TEXTAUSZUG >>
┄┄┄┄┄┄┄┄┄┄

Der umsatzsteuerliche Unternehmer des Reisebüros ist – natürlich – die Kirche insgesamt, auch wenn sie gesetzesgemäß nur im Rahmen ihrer sogenannten „Betriebe gewerblicher Art“ unternehmerisch tätig werden kann. Jedenfalls forderte die Kirche zuerst vom Finanzamt und dann von den Finanzgerichten, dass sich die Prüfungsanordnung nicht pauschal gegen die gesamte Kirche, sondern nur gegen das Reisebüro allein richtet.

Das Urteil der Finanzgerichte war einheitlich und eindeutig: Die Betriebsprüfung kann im Zweifel nicht nur auf den Betrieb eingeschränkt werden, sondern sie betrifft die Aktivitäten und die Bereiche der gesamten Kirche. Nach Feststellung der Richter des Bundesfinanzhofs wird damit auch nicht das im Grundgesetz kodifizierte kirchliche Selbstbestimmungsrecht verletzt, das den Kirchen die Freiheit garantiert, ihre Angelegenheiten innerhalb der Schranken des für alle geltenden Gesetzes selbständig zu ordnen und zu verwalten. Denn dieses Selbstbestimmungsrecht sieht nicht vor, dass Religionsgesellschaften bei Leistungen an andere von einer Belastung mit Umsatzsteuer verschont werden. Es liegen eben keine „rein inneren kirchlichen Angelegenheiten“ vor, für die ein staatliches Gesetz für die Kirche überhaupt keine Schranke ihres Handelns bilden kann.

Immer positiv denkend, muss man als Zuschauer zu diesem Fall natürlich davon ausgehen, dass die betreffende Kirche sich allein aus grundsätzlichen Überlegungen heraus so sehr gegen den Umfang der Prüfungsanordnung gewehrt hat und diese Rechtsfrage einfach mal ordentlich beantwortet haben wollte.

9 E wie … … Entfernungspauschale

Eigentlich steht es nicht zur Diskussion, dass alle Kosten, die mit der Erzielung von Einkünften im direkten Zusammenhang stehen, bei der Ermittlung der Steuern als Betriebsausgaben bzw. als Werbungskosten abgezogen werden können. Dabei gibt es wohl nur wenige Kostenkategorien, die so emotional und politisch belastet sind, wie die Bewältigung der Strecke von der Wohnung bis zur ersten Tätigkeitsstätte.

┄┄┄┄┄┄┄┄┄┄

(Daten zu Referenzausdrücken)
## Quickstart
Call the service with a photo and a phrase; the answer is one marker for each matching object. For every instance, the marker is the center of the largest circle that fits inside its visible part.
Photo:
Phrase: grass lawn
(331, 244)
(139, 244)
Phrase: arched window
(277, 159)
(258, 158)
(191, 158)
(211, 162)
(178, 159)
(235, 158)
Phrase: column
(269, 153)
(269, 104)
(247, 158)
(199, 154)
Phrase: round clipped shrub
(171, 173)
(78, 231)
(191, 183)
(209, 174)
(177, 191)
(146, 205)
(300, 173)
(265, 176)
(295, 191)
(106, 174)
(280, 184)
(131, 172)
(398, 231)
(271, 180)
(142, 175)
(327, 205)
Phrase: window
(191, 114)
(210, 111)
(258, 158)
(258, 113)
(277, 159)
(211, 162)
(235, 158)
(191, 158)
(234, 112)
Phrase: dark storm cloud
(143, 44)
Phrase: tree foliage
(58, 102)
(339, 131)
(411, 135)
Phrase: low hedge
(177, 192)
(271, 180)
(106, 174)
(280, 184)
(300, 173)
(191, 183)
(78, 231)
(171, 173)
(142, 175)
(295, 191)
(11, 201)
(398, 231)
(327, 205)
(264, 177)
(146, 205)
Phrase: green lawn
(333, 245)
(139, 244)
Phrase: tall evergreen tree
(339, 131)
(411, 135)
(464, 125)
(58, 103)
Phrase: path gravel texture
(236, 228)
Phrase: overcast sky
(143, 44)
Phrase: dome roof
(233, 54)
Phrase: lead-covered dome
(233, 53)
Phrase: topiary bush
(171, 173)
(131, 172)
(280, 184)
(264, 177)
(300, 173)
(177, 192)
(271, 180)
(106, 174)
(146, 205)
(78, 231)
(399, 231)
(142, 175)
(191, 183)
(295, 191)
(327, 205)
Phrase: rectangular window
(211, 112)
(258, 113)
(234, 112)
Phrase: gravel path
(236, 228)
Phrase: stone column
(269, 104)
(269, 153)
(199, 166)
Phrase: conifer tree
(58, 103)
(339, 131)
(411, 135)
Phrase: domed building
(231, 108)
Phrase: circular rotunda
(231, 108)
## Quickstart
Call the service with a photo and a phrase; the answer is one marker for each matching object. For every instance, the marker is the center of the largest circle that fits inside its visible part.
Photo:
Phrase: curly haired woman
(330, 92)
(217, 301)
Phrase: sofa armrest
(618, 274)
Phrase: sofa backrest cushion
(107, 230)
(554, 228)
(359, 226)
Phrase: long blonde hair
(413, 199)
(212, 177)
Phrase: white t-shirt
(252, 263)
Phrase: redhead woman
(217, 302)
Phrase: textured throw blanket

┄┄┄┄┄┄┄┄┄┄

MATERIAL ERKUNDEN >>
(a) Wer ist laut Textauszug der umsatzsteuerliche Unternehmer des Reisebüros?
(b) Erläutern Sie anhand des Textauszugs, warum die Richter des Bundesfinanzhofs das kirchliche Selbstbestimmungsrecht durch die Betriebsprüfung nicht als verletzt ansahen.

ANTWORTEN JE AUFGABE >>
(a) Die Kirche insgesamt.

(b) Das Selbstbestimmungsrecht sieht nicht vor, dass Religionsgesellschaften bei Leistungen an andere von einer Belastung mit Umsatzsteuer verschont werden. Es liegen daher keine „rein inneren kirchlichen Angelegenheiten“ vor, für die ein staatliches Gesetz keine Schranke bilden könnte.